Task inputs below:

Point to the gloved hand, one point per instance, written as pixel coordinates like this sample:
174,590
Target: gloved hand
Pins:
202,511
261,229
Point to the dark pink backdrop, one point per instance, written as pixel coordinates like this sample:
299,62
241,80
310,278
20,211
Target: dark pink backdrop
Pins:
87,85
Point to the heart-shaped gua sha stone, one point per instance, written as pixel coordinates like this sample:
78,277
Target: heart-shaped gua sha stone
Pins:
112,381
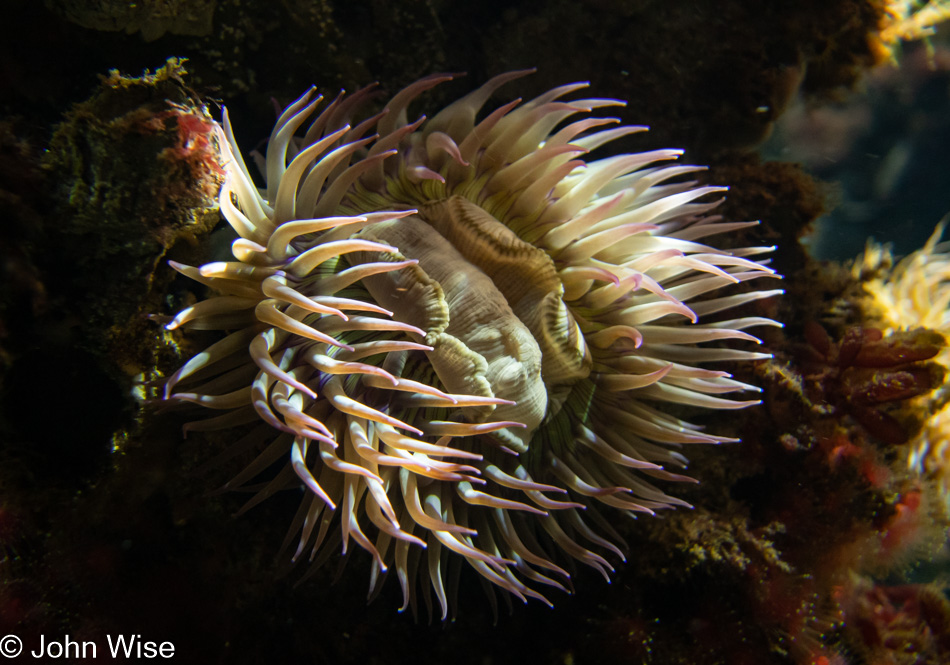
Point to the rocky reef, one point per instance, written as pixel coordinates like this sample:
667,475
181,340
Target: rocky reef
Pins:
818,539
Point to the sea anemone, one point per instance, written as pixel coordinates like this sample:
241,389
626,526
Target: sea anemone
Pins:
459,332
912,294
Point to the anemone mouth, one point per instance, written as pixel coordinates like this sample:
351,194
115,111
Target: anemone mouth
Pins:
459,333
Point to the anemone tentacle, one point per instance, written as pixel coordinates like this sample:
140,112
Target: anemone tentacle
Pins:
461,334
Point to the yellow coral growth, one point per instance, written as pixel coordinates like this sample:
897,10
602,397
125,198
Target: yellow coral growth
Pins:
907,20
916,293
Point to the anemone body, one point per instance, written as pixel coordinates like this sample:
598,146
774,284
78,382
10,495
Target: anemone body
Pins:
461,334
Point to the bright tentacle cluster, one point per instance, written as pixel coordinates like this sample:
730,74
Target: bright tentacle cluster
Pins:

End of Task inputs.

» **Exercise goal**
Give the number of lines that contain "backdrop" in the material above, with no other text.

» **Final answer**
2